> [Descripción de la tarea]: Por favor, vuelve a escribir todas las entradas siguientes sin cambiar ninguna línea.

> [Extracto de datos]:

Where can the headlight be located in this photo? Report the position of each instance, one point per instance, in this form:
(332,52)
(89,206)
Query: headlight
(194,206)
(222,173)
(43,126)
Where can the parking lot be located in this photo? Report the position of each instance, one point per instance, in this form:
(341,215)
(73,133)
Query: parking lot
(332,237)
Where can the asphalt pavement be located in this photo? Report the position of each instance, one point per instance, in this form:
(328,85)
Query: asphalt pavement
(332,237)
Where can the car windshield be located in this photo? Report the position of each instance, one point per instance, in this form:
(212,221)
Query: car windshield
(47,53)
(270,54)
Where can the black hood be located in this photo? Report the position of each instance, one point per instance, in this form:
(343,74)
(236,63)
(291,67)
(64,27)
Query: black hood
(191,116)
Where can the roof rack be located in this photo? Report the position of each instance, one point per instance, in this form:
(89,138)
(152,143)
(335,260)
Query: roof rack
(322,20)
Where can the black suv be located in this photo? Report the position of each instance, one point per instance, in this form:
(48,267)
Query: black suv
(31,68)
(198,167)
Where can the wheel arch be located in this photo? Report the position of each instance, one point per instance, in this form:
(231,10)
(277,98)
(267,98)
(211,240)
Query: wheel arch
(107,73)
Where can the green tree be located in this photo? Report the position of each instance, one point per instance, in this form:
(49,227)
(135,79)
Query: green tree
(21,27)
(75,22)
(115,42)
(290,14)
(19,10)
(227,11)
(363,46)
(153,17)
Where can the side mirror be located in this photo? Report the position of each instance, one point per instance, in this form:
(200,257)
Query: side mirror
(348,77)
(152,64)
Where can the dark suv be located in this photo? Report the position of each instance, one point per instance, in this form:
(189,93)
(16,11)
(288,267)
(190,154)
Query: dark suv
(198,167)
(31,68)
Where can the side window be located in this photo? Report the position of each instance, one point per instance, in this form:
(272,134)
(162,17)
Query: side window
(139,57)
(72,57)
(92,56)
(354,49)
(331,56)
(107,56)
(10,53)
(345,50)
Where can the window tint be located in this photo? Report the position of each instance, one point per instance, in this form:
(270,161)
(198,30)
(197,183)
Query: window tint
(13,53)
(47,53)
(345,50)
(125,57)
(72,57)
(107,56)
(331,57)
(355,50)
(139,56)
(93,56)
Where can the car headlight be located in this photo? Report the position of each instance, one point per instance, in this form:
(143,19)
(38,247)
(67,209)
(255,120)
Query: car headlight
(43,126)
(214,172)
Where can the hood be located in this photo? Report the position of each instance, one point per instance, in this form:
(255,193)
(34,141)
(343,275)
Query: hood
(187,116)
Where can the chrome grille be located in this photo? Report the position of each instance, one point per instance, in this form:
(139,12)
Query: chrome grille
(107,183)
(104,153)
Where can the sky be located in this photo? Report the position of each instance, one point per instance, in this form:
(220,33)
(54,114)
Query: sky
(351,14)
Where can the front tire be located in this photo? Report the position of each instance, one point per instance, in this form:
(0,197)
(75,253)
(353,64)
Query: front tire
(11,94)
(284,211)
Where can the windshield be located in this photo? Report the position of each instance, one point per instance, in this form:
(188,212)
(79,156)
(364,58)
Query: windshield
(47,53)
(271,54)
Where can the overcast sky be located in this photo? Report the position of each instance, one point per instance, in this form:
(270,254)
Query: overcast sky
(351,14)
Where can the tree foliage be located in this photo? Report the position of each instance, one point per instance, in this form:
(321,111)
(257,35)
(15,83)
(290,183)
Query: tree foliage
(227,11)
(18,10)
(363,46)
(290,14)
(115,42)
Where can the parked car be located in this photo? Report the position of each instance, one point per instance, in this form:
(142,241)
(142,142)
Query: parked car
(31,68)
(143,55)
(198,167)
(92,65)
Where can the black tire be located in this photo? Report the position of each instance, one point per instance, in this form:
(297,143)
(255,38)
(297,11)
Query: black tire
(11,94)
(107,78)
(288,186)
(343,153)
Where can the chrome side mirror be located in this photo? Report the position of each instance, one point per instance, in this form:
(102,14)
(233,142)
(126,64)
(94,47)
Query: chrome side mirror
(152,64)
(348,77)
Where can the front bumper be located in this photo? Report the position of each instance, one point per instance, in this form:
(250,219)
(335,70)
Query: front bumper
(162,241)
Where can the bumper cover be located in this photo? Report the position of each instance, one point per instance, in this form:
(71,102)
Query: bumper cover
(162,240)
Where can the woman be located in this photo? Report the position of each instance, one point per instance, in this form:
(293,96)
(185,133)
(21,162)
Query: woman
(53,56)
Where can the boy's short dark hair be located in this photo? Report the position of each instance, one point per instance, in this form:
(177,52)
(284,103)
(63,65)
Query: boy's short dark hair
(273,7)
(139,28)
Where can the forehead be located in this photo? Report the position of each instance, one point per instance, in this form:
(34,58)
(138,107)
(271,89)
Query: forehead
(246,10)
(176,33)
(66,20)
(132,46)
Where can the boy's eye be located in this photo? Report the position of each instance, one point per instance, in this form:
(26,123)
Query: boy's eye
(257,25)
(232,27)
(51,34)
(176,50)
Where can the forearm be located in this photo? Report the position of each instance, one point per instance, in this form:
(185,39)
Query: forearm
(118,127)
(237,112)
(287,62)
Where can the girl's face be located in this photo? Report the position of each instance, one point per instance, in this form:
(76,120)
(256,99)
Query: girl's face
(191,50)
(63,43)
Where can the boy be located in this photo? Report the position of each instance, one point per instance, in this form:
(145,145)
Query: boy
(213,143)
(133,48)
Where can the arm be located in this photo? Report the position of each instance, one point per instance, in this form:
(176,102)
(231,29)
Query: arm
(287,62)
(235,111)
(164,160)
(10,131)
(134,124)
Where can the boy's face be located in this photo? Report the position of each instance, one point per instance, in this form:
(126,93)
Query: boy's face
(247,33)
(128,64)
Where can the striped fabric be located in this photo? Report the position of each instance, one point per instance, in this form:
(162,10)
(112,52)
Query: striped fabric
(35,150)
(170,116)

> [Resultado final]:
Where can the headlight be located in this photo? Report the position of each instance, one point per instance, in this form:
(332,52)
(89,206)
Query: headlight
(194,206)
(222,173)
(43,126)
Where can the parking lot be located in this photo? Report the position of each instance, one point per instance, in this form:
(341,215)
(73,133)
Query: parking lot
(332,237)
Where can the asphalt pavement be located in this photo? Report the position of each instance, one point per instance, in this form:
(328,85)
Query: asphalt pavement
(332,237)
Where can the car windshield be located in this photo? Report the position of each instance, one point per instance, in this form:
(212,221)
Query: car windshield
(47,53)
(270,54)
Where can the black hood be located in this photo? Report the position of each instance, one point per instance, in this form:
(343,74)
(236,63)
(291,67)
(64,27)
Query: black hood
(191,116)
Where can the roof rack be located in this photo? Report the position of each instance, one point per instance, in this form:
(89,138)
(152,143)
(335,260)
Query: roof rack
(322,20)
Where can the black suv be located in this photo? Report the position of each instance, one point per instance, in this form:
(48,267)
Query: black suv
(31,68)
(198,167)
Where can the wheel arch be located in this photo? Report the position of each instance, one point per instance, in this form:
(231,10)
(277,98)
(267,98)
(211,240)
Query: wheel arch
(107,73)
Where can the green tree be located in this photo? Report the position of each instance, one point per instance, in this form:
(49,227)
(135,79)
Query: green tree
(21,27)
(75,22)
(115,42)
(290,14)
(19,10)
(227,11)
(363,46)
(153,17)
Where can the side mirror be located in this photo? Report the position of each instance, one point per instance, in this form:
(200,257)
Query: side mirror
(348,77)
(152,64)
Where can the dark suv be located in this photo? Report the position of each instance, one point per instance, in this form:
(189,93)
(16,11)
(288,267)
(190,154)
Query: dark suv
(198,167)
(31,68)
Where can the side window be located in this photo? Report the position of each instance, one point per instance, in this form:
(272,134)
(162,17)
Query: side window
(139,57)
(72,57)
(92,56)
(354,49)
(331,56)
(107,56)
(10,53)
(345,50)
Where can the window tint be located in this photo? Report the position of each instance, one point per instance, in this form:
(270,161)
(198,30)
(197,183)
Query: window tint
(13,53)
(47,53)
(345,50)
(125,57)
(72,57)
(107,56)
(331,57)
(355,50)
(139,56)
(93,56)
Where can the car headlight be located in this photo? Report the position of each instance, one point per instance, in this form:
(143,19)
(38,247)
(67,209)
(255,120)
Query: car headlight
(43,126)
(214,172)
Where can the hood be located in this photo? Report the position of each instance, one point per instance, in this form:
(255,193)
(34,141)
(343,275)
Query: hood
(187,116)
Where can the chrome grille be located in this photo? Report the position of each instance, one point per instance, in this form:
(139,12)
Query: chrome grille
(107,183)
(104,153)
Where can the sky be located in this photo? Report the position of each instance, one point per instance, in this form:
(220,33)
(54,114)
Query: sky
(351,14)
Where can the front tire be located in this photo? Report the position of each instance, one point per instance, in this form:
(0,197)
(75,253)
(353,64)
Query: front tire
(11,94)
(284,211)
Where can the windshield be located in this photo? Report the position of each instance, one point per instance, in this form:
(188,212)
(79,156)
(364,58)
Query: windshield
(47,53)
(271,54)
Where can the overcast sky be located in this photo? Report the position of each instance, one point per instance, in this form:
(270,254)
Query: overcast sky
(351,14)
Where can the tree foliage be located in this photo? Report the position of each instance, one point per instance, in this form:
(321,111)
(257,35)
(15,83)
(290,183)
Query: tree foliage
(227,11)
(18,10)
(363,46)
(290,14)
(115,42)
Where can the parked car be located in this photo? Report the position of each instance, one point per instance, in this form:
(142,241)
(142,142)
Query: parked car
(31,68)
(143,55)
(198,167)
(92,65)
Where can the black tire be located in this photo? Report the position of each instance, one point per instance, in this form:
(297,143)
(255,38)
(297,11)
Query: black tire
(11,94)
(107,78)
(288,186)
(343,153)
Where can the chrome side mirror be located in this photo? Report the position of each instance, one point per instance, in this form:
(102,14)
(233,142)
(126,64)
(94,47)
Query: chrome side mirror
(152,64)
(348,77)
Where can the front bumper be located in this photo? Report the position of each instance, one point per instance, in this form:
(250,219)
(335,70)
Query: front bumper
(162,241)
Where can the bumper cover be located in this photo? Report the position of each instance, one point per instance, in this form:
(71,102)
Query: bumper cover
(162,240)
Where can the woman be located in this photo? Report the position of each instance, one point per instance, in this form:
(293,96)
(185,133)
(21,162)
Query: woman
(53,56)
Where can the boy's short dark hair be located in this photo? Report the position of each instance, one point per instance, in this form:
(177,52)
(284,103)
(63,65)
Query: boy's short dark hair
(273,7)
(139,28)
Where can the forehead be located in this photo? Report the position of each instance, one point per instance, in this form:
(34,58)
(138,107)
(271,89)
Query: forehead
(246,10)
(176,33)
(66,20)
(132,46)
Where can the boy's eye be located in this photo? Report the position of each instance, one point per instance, in this form:
(26,123)
Query: boy's eye
(257,25)
(232,27)
(51,34)
(176,50)
Where can the forearm be located in this photo? Report the position of each instance, one point per instance, in this form:
(185,39)
Query: forearm
(118,127)
(237,112)
(287,62)
Where can the girl's face be located in this photo? Report the position of each instance, one point per instance, in this form:
(76,120)
(256,99)
Query: girl's face
(191,50)
(63,43)
Where can the boy be located in this photo? Report the position of each instance, one point per instance, in this form:
(145,145)
Query: boy
(213,143)
(133,48)
Where can the arm be located in this photo? Report the position of each instance, one point per instance, in this form:
(176,102)
(231,29)
Query: arm
(287,62)
(235,111)
(164,160)
(10,131)
(134,124)
Where can the boy's face be located in this photo? Report the position of each instance, one point per instance, in this form:
(126,93)
Query: boy's face
(247,33)
(128,64)
Where can the striped fabric be located in this photo? Report the position of each instance, one point per instance, in this form:
(162,10)
(112,52)
Query: striped fabric
(35,150)
(170,116)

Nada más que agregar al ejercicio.